= AIM OF THE EXERCISE =
Transcribe all of the material below word for word, omitting the pictures.

= RECORDS TO USE =
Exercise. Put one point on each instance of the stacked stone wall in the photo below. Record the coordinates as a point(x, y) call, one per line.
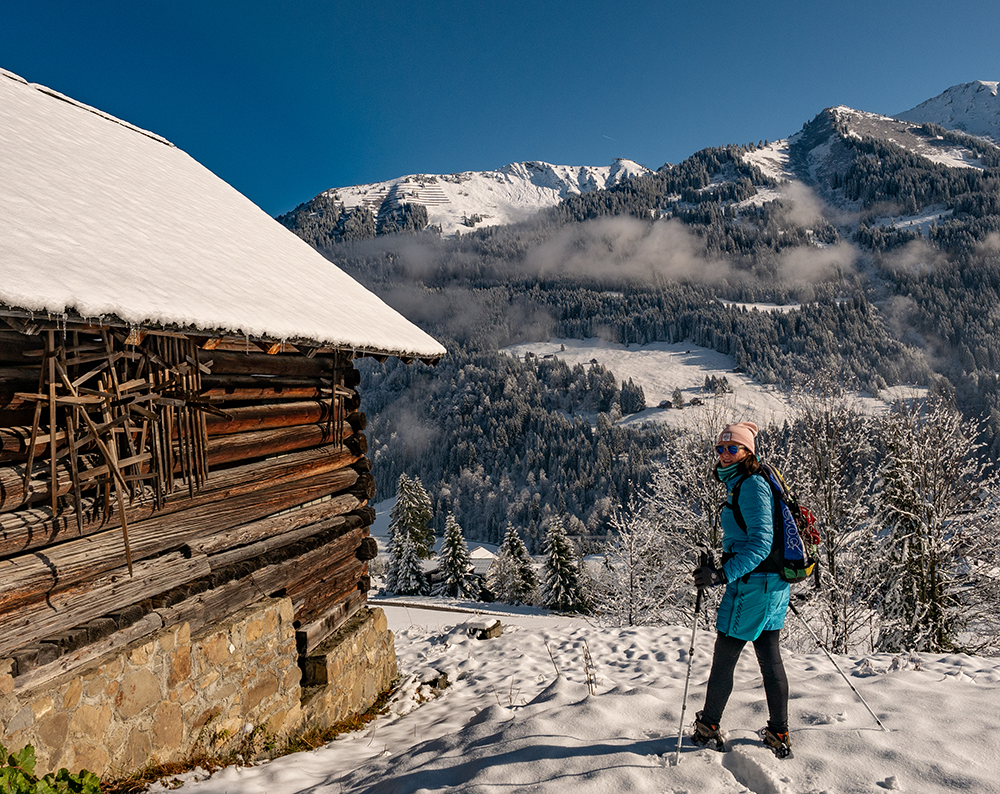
point(353, 666)
point(177, 696)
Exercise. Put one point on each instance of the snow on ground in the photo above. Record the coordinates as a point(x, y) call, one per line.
point(661, 367)
point(921, 222)
point(772, 160)
point(518, 715)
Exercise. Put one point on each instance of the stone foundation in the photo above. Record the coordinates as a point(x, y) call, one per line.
point(354, 665)
point(173, 696)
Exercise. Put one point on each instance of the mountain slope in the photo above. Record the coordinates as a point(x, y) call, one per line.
point(970, 107)
point(460, 201)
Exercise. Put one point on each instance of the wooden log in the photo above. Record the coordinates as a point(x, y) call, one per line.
point(24, 374)
point(29, 529)
point(309, 635)
point(14, 496)
point(336, 555)
point(267, 417)
point(18, 349)
point(368, 550)
point(15, 442)
point(26, 577)
point(311, 604)
point(36, 676)
point(68, 607)
point(263, 443)
point(229, 392)
point(257, 363)
point(273, 532)
point(214, 604)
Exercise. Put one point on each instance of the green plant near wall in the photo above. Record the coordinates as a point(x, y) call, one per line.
point(17, 776)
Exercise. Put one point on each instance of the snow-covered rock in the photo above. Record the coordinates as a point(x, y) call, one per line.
point(473, 199)
point(970, 107)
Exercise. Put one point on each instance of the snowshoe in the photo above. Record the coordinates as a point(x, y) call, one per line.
point(778, 742)
point(707, 734)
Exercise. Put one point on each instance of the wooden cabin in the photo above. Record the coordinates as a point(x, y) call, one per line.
point(184, 491)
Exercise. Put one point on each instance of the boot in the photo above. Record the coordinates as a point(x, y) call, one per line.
point(707, 733)
point(777, 741)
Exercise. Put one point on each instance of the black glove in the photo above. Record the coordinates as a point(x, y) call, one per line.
point(708, 576)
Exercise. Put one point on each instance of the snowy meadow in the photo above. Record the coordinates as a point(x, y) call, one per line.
point(526, 711)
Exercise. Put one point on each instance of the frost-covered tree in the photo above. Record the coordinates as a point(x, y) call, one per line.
point(647, 564)
point(456, 563)
point(512, 576)
point(411, 515)
point(831, 471)
point(409, 577)
point(935, 587)
point(560, 587)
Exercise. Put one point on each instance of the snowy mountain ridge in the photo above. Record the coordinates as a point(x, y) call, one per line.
point(969, 107)
point(473, 199)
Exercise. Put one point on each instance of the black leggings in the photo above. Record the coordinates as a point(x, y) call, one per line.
point(720, 680)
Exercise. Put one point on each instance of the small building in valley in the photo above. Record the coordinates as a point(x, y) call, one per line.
point(184, 489)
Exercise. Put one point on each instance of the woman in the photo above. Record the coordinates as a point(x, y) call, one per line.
point(754, 604)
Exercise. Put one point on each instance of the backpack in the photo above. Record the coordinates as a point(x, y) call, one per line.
point(795, 548)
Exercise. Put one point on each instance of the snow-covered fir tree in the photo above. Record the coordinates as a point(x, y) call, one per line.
point(456, 564)
point(411, 514)
point(831, 470)
point(512, 576)
point(647, 566)
point(933, 583)
point(409, 576)
point(560, 587)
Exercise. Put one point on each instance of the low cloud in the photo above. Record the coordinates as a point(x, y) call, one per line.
point(804, 208)
point(619, 248)
point(916, 257)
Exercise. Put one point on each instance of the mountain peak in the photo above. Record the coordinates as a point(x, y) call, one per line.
point(472, 199)
point(970, 107)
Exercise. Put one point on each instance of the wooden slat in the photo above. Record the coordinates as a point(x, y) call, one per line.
point(29, 529)
point(272, 532)
point(72, 606)
point(259, 363)
point(24, 577)
point(310, 635)
point(145, 627)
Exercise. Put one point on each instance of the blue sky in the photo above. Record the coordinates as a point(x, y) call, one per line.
point(286, 99)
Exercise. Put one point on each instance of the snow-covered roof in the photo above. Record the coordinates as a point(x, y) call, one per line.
point(103, 220)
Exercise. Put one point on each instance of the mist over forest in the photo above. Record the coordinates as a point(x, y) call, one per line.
point(892, 260)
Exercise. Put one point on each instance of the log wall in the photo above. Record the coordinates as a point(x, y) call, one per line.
point(152, 480)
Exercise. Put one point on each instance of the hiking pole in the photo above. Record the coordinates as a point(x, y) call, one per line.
point(842, 674)
point(687, 679)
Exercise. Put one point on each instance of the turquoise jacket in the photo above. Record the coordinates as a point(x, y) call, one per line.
point(753, 602)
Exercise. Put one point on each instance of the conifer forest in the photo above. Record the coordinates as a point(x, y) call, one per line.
point(892, 264)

= FULL ANSWER =
Exercise. Put one point on each instance of the stacked stone wall in the photo below. Record the coordinates as a point(x, y) call, one per line.
point(353, 666)
point(177, 696)
Exercise. Put one point on each instance of the snow on ground in the photo above. Record the coordinates as a point(x, y) call, one per line.
point(661, 367)
point(921, 222)
point(772, 160)
point(518, 715)
Exercise. Put one point on each instance of the stone foundation in the photo above. Record the coordinates as a point(x, y) call, one per line.
point(354, 665)
point(173, 696)
Exercise. Put one point on each instance of the mountain slope in the photo above. Record the coordinates as a point(x, y) call, one per line.
point(970, 107)
point(460, 201)
Exercise. Put one point on each instance of the wooden log in the photo above. Record the coordinates as a point(x, y) call, one per line.
point(24, 374)
point(29, 529)
point(309, 635)
point(14, 496)
point(336, 555)
point(267, 417)
point(18, 349)
point(368, 550)
point(15, 442)
point(26, 577)
point(311, 604)
point(36, 676)
point(68, 607)
point(263, 443)
point(229, 392)
point(257, 363)
point(273, 532)
point(214, 604)
Exercise. Put one point on each instance of the green plant near wall in the photo above. Record the coordinates as a point(x, y) call, one per line.
point(17, 776)
Exercise. Put one point on each instance of the snow-covered rock in the photo above. Record the coordinates as a point(x, y) call, one per line.
point(473, 199)
point(970, 107)
Exercise. Put one point on each instance of the snowshoe in the photo above. Record the coordinates as a point(x, y) call, one per line.
point(778, 742)
point(707, 734)
Exercise. Put one point on each instance of the wooden cabin in the photo above. Record the coordinates as a point(x, y) call, one per line.
point(184, 491)
Exercise. Put one point on each instance of the boot in the photo above. Record the coordinates as a point(x, y) call, one per line.
point(707, 733)
point(777, 741)
Exercise. Put one point on each instance of the black glove in the photo above. Record the coordinates as a point(x, y) call, one per line.
point(708, 576)
Exercise. Put one point on each instance of the snowy meadow in the photo above. Record the coordinates as a point(x, y) call, one per line.
point(526, 711)
Exercise. Put one point on each instance of the frost-covered tree in the photo above. Record the coordinates as a point(x, y) call, one per line.
point(647, 564)
point(456, 563)
point(512, 576)
point(411, 515)
point(831, 471)
point(409, 577)
point(935, 587)
point(560, 587)
Exercise. Put one point on each instance of the snowy mountain ridge in the photo above. Record the coordinates as a point(x, y) call, one per line.
point(969, 107)
point(473, 199)
Exercise. Put one point on each instance of the black leggings in the photo above. Record the coordinates as a point(x, y) call, one per line.
point(720, 680)
Exercise. Put one point on each instance of the small building in valley in the photo above. Record the coordinates as a point(x, y) call, one per line.
point(184, 489)
Exercise. Put one point on each instance of the woman in the photo above. Record the coordinates as a point(x, y) call, one per line.
point(754, 604)
Exercise. Put one point on each instance of the backpack in the photo above. Record the coordinates as a point(x, y) call, one per line.
point(795, 548)
Exercise. Put one point on each instance of the snow-covered fir tree in the photo above. Record the coordinates as a point(x, y) call, one per line.
point(456, 564)
point(411, 514)
point(831, 470)
point(512, 576)
point(647, 566)
point(933, 583)
point(409, 576)
point(560, 587)
Exercise. Put one point on each instance of the low cloud in the photo above. Record the coordinates as a point(x, y) call, one per line.
point(804, 208)
point(619, 248)
point(916, 257)
Exercise. Put one point on each instance of the mountain peak in the photo above. Record the coordinates as a point(x, y) call, one per line.
point(472, 199)
point(970, 107)
Exercise. Put one point on each instance of the wooden slat in the photo above. Record the coordinates as a point(x, y) call, one per line.
point(29, 529)
point(272, 532)
point(72, 606)
point(259, 363)
point(24, 577)
point(310, 635)
point(145, 627)
Exercise. Put one point on each instance of the blue sky in the photo above. Record the coordinates as a point(x, y) call, one per line.
point(286, 99)
Exercise. Put one point on each instance of the snow-covered roof in the photo above. Record the coordinates as a point(x, y) call, one per line.
point(103, 220)
Exercise. Put one point on each instance of the mist over forest in the photo above. Record the coordinates as a point(x, y) call, one per line.
point(892, 260)
Exercise. Put one point on each instance of the log wall in the photo above. Record the coordinates as a point(x, y) call, one per line.
point(152, 480)
Exercise. Put one point on each instance of the hiking pole in the photo above. Record the coordinates as a point(x, y) call, one per line.
point(842, 674)
point(687, 679)
Exercise. Put one point on each instance of the turquoise jacket in the photo above. Record the coordinates as a point(x, y) call, one per line.
point(753, 602)
Exercise. Put one point on each instance of the conifer forest in the photo above. Record the coordinates as a point(x, y) call, one per line.
point(892, 264)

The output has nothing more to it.